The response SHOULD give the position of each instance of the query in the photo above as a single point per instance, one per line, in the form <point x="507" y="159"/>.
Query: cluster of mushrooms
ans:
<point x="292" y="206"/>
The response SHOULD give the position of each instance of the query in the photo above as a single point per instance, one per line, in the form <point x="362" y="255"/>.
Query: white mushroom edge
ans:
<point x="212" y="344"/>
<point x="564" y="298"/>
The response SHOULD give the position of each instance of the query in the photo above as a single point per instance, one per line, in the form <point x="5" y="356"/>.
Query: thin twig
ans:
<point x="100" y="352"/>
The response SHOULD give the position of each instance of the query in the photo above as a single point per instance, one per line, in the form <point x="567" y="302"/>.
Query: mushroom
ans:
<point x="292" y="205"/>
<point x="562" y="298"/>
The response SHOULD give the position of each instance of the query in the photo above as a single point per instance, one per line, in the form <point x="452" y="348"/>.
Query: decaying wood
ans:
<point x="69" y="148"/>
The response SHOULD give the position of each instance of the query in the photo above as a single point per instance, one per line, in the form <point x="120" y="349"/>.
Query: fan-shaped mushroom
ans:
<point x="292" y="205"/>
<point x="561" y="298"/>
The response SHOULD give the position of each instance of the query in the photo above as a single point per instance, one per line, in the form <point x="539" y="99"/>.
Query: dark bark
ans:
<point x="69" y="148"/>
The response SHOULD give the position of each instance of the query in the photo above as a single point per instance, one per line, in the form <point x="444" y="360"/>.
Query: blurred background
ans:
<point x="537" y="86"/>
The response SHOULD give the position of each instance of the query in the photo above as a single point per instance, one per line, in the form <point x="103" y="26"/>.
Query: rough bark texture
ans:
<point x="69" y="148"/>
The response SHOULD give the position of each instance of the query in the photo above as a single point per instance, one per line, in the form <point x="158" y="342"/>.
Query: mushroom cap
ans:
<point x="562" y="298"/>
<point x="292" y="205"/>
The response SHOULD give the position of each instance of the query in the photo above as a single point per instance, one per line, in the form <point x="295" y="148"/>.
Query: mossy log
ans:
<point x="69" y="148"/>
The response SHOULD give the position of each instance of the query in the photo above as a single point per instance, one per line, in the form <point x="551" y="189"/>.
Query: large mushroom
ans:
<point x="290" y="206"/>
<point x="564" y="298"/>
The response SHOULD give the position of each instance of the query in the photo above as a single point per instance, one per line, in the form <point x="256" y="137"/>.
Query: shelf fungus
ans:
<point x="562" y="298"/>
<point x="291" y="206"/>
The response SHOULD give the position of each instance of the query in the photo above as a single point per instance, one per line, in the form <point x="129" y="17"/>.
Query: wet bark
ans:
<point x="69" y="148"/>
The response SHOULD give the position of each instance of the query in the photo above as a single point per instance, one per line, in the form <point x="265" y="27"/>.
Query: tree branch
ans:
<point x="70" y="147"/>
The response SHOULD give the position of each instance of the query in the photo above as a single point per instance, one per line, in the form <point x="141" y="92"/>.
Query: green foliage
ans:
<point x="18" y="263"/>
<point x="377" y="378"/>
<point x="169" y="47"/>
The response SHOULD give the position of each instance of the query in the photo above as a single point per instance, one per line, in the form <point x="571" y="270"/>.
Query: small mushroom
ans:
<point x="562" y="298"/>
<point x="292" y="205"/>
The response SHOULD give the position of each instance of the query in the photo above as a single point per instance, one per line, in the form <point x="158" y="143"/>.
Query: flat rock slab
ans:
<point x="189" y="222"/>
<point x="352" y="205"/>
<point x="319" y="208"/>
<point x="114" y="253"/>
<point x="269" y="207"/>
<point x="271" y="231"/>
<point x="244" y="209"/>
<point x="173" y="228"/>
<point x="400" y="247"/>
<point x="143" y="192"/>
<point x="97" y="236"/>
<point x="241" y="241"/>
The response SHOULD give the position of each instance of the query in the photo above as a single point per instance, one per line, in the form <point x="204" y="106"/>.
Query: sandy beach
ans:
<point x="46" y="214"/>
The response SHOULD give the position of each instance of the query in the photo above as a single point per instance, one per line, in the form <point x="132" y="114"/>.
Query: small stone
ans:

★ ★ ★ ★ ★ ★ ★

[Brief]: Nothing in the listing may be changed; retype it all exactly.

[Output of the exercise]:
The response SHOULD give the position of each instance of the query in the photo above as a single point per instance, one per line, in the form <point x="507" y="159"/>.
Query: cluster of mushrooms
ans:
<point x="292" y="206"/>
The response SHOULD give the position of each instance of the query in the photo above as a single point per instance, one per line, in the form <point x="362" y="255"/>.
Query: white mushroom edge
ans:
<point x="212" y="344"/>
<point x="564" y="298"/>
The response SHOULD give the position of each instance of the query in the photo above as a single point per instance, one per line, in the form <point x="5" y="356"/>.
Query: thin twig
ans:
<point x="100" y="352"/>
The response SHOULD give the position of each instance of the query in the photo above as a single point per instance, one per line, in the form <point x="567" y="302"/>.
Query: mushroom
ans:
<point x="292" y="205"/>
<point x="562" y="298"/>
The response SHOULD give the position of each instance of the query in the photo above as a single point per instance, one per line, in the form <point x="452" y="348"/>.
Query: decaying wood
ans:
<point x="69" y="148"/>
The response SHOULD give the position of each instance of the query in the photo above as a single point per instance, one per line, in the form <point x="120" y="349"/>.
Query: fan-shaped mushroom
ans:
<point x="292" y="205"/>
<point x="561" y="298"/>
The response SHOULD give the position of each instance of the query in the photo above as a single point per instance, one per line, in the form <point x="539" y="99"/>.
Query: dark bark
ans:
<point x="69" y="148"/>
The response SHOULD give the position of each instance of the query in the photo above as a single point per instance, one per line, in the form <point x="444" y="360"/>.
Query: blurred background
ans:
<point x="537" y="86"/>
The response SHOULD give the position of each instance of the query in the photo above as a single point per instance, one per line, in the form <point x="103" y="26"/>.
Query: rough bark texture
ans:
<point x="69" y="148"/>
The response SHOULD give the position of each instance of the query in the photo above as a single point per instance, one per line, in the form <point x="158" y="342"/>.
Query: mushroom cap
ans:
<point x="562" y="298"/>
<point x="292" y="205"/>
The response SHOULD give the position of each instance of the query in the photo above as a single point per instance, one per line, in the form <point x="295" y="148"/>.
Query: mossy log
ans:
<point x="69" y="148"/>
The response SHOULD give the position of each instance of the query in the photo above as a single point per instance, one per line, in the form <point x="551" y="189"/>.
Query: large mushroom
ans:
<point x="290" y="206"/>
<point x="564" y="298"/>
The response SHOULD give the position of each instance of the query in the photo above as a single point per instance, one per line, in the form <point x="256" y="137"/>.
Query: shelf fungus
ans:
<point x="562" y="298"/>
<point x="291" y="206"/>
The response SHOULD give the position of each instance of the query in the photo above as a single point per instance, one per line, in the form <point x="129" y="17"/>.
Query: wet bark
ans:
<point x="69" y="148"/>
The response SHOULD give the position of each instance of the query in the photo above as a single point per instance, one per line, in the form <point x="265" y="27"/>.
Query: tree branch
ans:
<point x="70" y="147"/>
The response SHOULD give the position of each instance of the query in the photo above as a single point per instance, one per line, in the form <point x="141" y="92"/>.
Query: green foliage
ans:
<point x="18" y="263"/>
<point x="377" y="378"/>
<point x="169" y="47"/>
The response SHOULD give the position of each instance of the query in the photo above as a single point per instance, one per line, in the form <point x="571" y="270"/>.
Query: small mushroom
ans:
<point x="562" y="298"/>
<point x="292" y="205"/>
The response SHOULD give the position of each instance of the query in the photo above as a single point per instance, one per line, in the form <point x="158" y="143"/>.
Query: flat rock slab
ans:
<point x="189" y="222"/>
<point x="352" y="205"/>
<point x="319" y="208"/>
<point x="114" y="253"/>
<point x="269" y="207"/>
<point x="271" y="231"/>
<point x="244" y="209"/>
<point x="173" y="228"/>
<point x="400" y="247"/>
<point x="143" y="192"/>
<point x="97" y="236"/>
<point x="241" y="241"/>
The response SHOULD give the position of each instance of the query in the photo above as a single point per instance, one per line, in the form <point x="204" y="106"/>.
Query: sandy beach
ans:
<point x="46" y="214"/>
The response SHOULD give the position of each instance of the query in the photo above as a single point per instance, one per line, in the form <point x="132" y="114"/>.
Query: small stone
ans:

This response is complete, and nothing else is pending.